> Tarefas a realizar:
1. No texto sobre a prática médica, o que somente o médico é capaz de oferecer aos pacientes?
2. Dê continuidade ao texto sobre a prática médica a partir da última frase apresentada.

Essa prática está mudando de forma radical com a tecnologia, os
algoritmos, a Inteligência Artificial, que tenderão a fazer de forma
mais precisa- sem cansaço, sem vieses, e mais barato-, o que fazemos.
Há, no entanto, algo mais vasto e poderoso que a técnica, e pelos quais
os pacientes se guiam: a confiança, a segurança, que só o médico é capaz
de oferecer, pois, o doente é sempre alguém frágil, despido de suas
certezas e discursos, de sua infalibilidade.
O doente é, essencialmente, uma lágrima, e tanto maior ela será quanto
mais grave for sua doença. É dessa habilidade em lidar com a lágrima do
outro que fazemos a separação entre os normais- importantes-, e os
gigantes - essenciais. Certo que podemos fazer cursos de psicologia, de
relação interpessoal, mas diria que há algo inato, algo de pequeno
milagre, na capacidade que cada um tem de acolher um doente em seus
medos, seus segredos, e lhe oferecer uma saída, seja ela a cura, o
alívio, ou a mais confortável convivência com o tempo que resta. Na
Medicina, não há cais em remansos, e sim, em tempestades.

> Dados extraídos:

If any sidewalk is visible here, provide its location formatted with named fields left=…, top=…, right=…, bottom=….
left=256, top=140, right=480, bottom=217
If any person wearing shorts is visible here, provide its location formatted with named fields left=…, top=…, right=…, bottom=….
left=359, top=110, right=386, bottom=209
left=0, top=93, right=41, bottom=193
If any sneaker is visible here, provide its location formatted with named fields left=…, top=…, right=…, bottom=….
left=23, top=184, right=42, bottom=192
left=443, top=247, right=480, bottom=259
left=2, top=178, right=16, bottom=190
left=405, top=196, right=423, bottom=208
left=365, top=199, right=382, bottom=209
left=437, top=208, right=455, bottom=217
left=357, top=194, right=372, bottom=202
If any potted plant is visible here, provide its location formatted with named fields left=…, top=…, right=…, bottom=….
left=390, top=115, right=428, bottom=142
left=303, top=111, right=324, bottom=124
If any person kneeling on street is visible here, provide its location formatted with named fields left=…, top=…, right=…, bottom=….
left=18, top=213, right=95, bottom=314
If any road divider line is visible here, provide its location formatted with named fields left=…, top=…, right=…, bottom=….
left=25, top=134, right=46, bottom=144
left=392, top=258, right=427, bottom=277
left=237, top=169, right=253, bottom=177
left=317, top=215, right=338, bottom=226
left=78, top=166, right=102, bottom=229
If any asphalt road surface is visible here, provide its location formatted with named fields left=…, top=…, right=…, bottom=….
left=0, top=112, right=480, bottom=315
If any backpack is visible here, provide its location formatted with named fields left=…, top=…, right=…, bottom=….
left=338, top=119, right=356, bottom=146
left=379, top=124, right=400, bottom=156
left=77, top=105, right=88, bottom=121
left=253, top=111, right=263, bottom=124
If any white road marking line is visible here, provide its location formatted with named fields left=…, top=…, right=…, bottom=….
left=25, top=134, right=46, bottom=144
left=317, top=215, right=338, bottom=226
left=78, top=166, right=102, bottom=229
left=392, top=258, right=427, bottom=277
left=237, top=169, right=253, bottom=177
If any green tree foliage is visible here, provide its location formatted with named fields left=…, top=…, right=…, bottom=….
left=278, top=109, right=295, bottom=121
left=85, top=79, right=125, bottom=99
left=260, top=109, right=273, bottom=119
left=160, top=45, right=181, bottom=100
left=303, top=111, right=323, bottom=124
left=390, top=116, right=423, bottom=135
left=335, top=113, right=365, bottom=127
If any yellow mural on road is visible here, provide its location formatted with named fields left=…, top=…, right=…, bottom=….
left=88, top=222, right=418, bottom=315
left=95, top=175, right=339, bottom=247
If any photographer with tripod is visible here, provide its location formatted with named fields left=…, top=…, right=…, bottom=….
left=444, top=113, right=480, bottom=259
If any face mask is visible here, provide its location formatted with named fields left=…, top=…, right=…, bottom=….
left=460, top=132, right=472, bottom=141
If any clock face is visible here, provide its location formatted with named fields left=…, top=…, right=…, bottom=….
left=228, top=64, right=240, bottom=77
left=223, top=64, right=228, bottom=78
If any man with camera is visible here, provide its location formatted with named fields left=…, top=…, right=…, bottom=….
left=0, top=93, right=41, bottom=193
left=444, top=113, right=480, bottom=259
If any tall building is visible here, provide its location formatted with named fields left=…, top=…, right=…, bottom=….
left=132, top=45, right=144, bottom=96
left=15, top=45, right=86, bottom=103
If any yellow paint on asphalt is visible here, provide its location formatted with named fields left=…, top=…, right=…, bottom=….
* * *
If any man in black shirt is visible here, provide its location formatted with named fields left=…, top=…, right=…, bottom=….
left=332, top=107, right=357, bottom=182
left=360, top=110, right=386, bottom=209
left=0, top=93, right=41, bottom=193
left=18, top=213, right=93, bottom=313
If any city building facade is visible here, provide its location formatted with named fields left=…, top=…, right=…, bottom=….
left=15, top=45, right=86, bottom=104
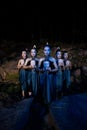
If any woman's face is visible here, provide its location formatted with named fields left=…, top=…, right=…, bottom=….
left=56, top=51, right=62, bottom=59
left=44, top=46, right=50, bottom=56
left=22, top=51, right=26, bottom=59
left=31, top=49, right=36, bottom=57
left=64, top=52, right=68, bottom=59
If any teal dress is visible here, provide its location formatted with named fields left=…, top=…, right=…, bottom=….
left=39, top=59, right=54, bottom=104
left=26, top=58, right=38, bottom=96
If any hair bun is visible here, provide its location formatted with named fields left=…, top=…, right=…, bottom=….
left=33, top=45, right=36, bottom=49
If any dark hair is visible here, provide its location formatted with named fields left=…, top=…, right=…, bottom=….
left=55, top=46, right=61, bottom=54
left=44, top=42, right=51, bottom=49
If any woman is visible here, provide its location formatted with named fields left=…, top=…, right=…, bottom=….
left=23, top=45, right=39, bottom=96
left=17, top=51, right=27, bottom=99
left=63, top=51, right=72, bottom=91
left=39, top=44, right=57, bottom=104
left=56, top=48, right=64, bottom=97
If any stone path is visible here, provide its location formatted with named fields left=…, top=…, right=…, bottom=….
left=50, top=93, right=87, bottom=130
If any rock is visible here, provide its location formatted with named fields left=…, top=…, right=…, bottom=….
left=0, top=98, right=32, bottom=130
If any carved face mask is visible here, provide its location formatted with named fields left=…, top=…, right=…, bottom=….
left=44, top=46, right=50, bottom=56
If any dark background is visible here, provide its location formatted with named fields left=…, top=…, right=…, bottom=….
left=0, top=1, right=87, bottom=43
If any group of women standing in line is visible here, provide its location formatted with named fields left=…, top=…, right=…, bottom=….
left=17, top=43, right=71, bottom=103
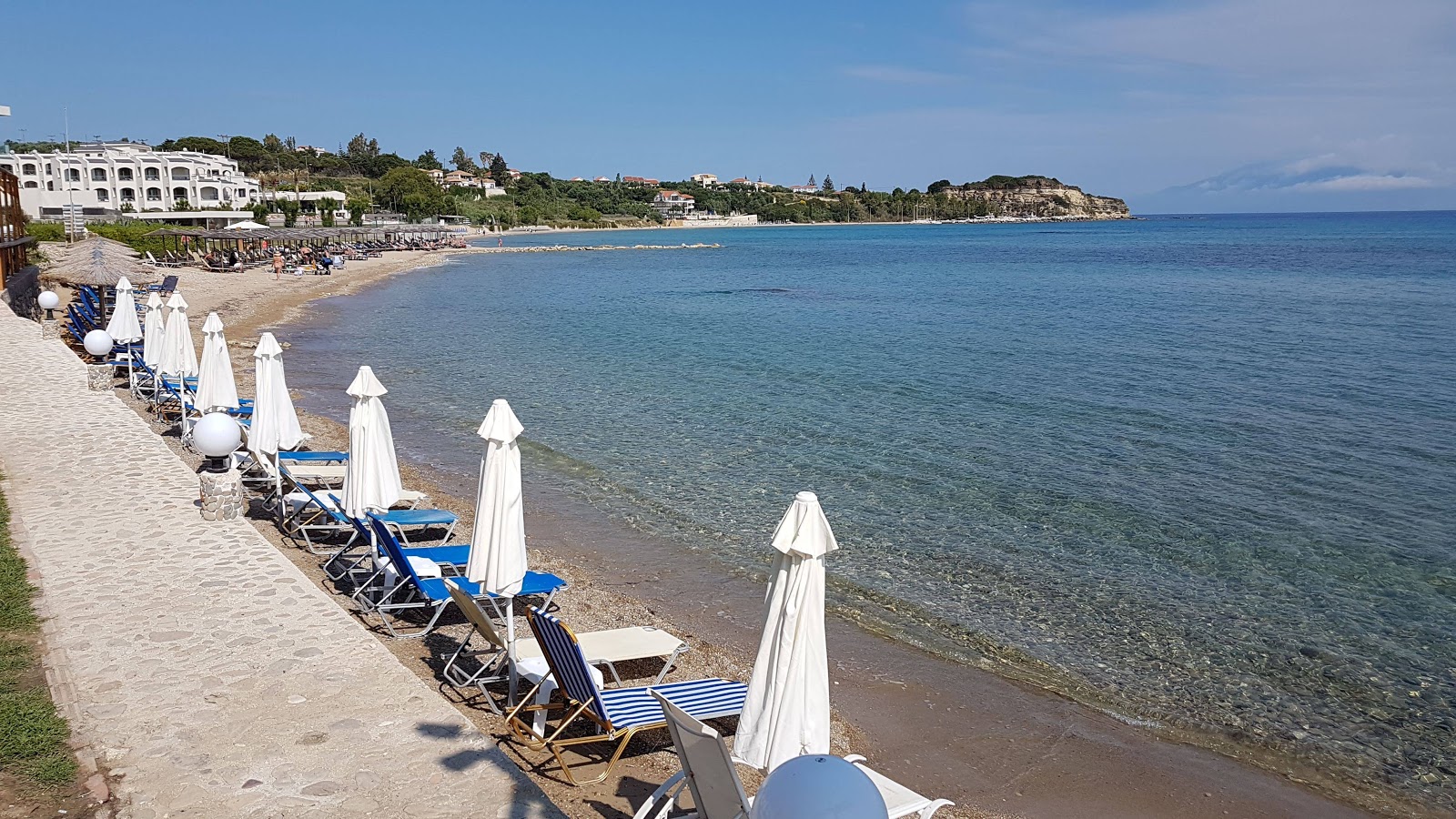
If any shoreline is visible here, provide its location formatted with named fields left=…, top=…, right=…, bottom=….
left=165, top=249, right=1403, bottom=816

> Respostas:
1. A confiança e a segurança.

2.
Quando somos ensinados, ou ensinamos, temos por foco tornar o médico
“maximamente eficiente e minimamente invasivo à integridade física,
econômica e afetiva do paciente”como digo aos alunos. Cumpro o ofício
que me é dado como professor, mas confesso que gostaria muito mais de
saber habilitar almas que cérebros, porque domar a técnica, é um dever,
uma obrigação, com tempo finito; ensinar uma alma a lidar com o limite,
ou escolhas, da vida, é imenso, e, por vezes, tarefa de uma existência
inteira.
Exige ler muito para desvendar o humano, ter domínio absoluto das
palavras, do tom, da mensagem a ser entregue, pois, ela precisa ser
otimista, sem ser falsa; realista, sem ser desesperançosa, esse, talvez,
o mais importante item terapêutico. Nós médicos, precisamos ser
vendedores de esperança. Em medidas precisas, adequadas a cada momento,
pois, sabemos que o que separa o remédio do veneno é mesmo, a dose.
O humano é uma vastidão, e, por vezes, para encontrar sua sensação real
diante da doença, da culpa, da aceitação, ou do arrependimento, é
preciso debulhar a casca de suas falas- por vezes agressiva,por vezes
medrosa, indiferente, arrogante -, limpar esses grãos, e encontrar lá no
centro um lugar digno, acolhedor, para esse enfrentamento.
Às vezes, um médico só está completo quando vivenciou suas próprias
perdas e aprende a contar de saudade e falta; às vezes, nunca, ficará.
Precisamos falar muito mais sobre isso com nossos alunos. É o que forma gigantes.